The DP-34 was supported before, and there is no SW-34. In any case, it seems unlikely that adding DPP-44 support would cause those running *without* a DPP-44 to suddenly experience odd failures. It would seem reasonable to expect that the only time this would be active would be during a "Check Switch", after which point in time if it was determined that a DPP-44 is not present, no further DishProPlus operations would be attempted.


----------



## muenchris (Jan 16, 2004)

yes, sorry, the DPP44. Well, as far as I know driver developement you have to add code/behaviour/timing to a driver for any new hardware you want to support. the DPP44 is new hardware for the old driver and so no matter when that code is active, the driver was touched/changed. And it looks like it was changed in a bad way. These problem started to appear in 186 and are still there with 187


----------



## SimpleSimon (Jan 15, 2004)

Data section:
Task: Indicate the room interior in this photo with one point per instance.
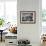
(22, 22)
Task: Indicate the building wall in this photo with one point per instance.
(30, 31)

To-do list:
1. In the forum thread about DPP-44 support, which software versions does muenchris say the problems appeared in?
2. Restate the forum thread about DPP-44 support from "The DP-34 was" to "(Jan 16, 2004)", renaming "DPP-44" as "SW-44".
3. Write what comes next in the forum thread about DPP-44 support, picking up after its last line.
The material is separate from the forum thread about DPP-44 support.

Results for each task:
1. The problems started to appear in 186 and are still there with 187.

2.
The DP-34 was supported before, and there is no SW-34. In any case, it seems unlikely that adding SW-44 support would cause those running *without* a SW-44 to suddenly experience odd failures. It would seem reasonable to expect that the only time this would be active would be during a "Check Switch", after which point in time if it was determined that a SW-44 is not present, no further DishProPlus operations would be attempted.


----------



## muenchris (Jan 16, 2004)

3.
It's unlikely that adding the DPP support would cause this issue. Adding the original DishPro might have because it was an entirely new methodology of controlling the switches/LNBFs. The DP "Plus", at the hardware level, is nothing more than adding a few new commands to an existing command set. No timing issues or anything like that. The actual changes for DPP are (at least) one layer higher than that. Caveat: This assumes that this part of the software has a reasonable design. Considering that this part of the 921 works pretty well, I think that's a safe bet.

So, sorry, nice hypothesis, but I don't think it's an issue.


----------



## muenchris (Jan 16, 2004)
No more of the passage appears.